**Do this**
Return the material below line for line without changing anything, and omit the pictures.

Excerpts from a detection dataset:
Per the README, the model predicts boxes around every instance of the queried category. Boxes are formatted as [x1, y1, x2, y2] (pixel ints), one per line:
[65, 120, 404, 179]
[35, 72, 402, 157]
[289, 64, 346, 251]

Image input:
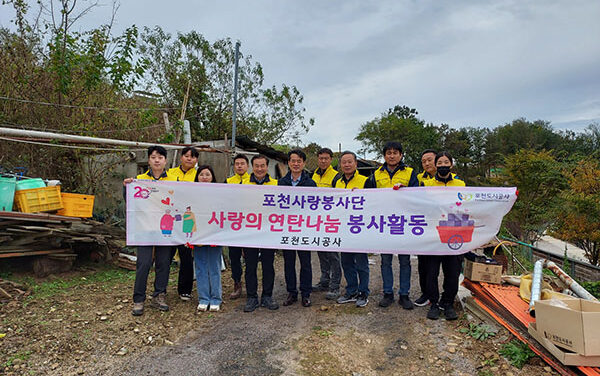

**Completed exercise**
Per the README, the model predicts boxes around every instance of the queried category. Boxes are formatted as [x1, y1, x2, y2] (pixel ints), one per line:
[65, 120, 404, 179]
[35, 72, 402, 157]
[289, 64, 346, 251]

Image input:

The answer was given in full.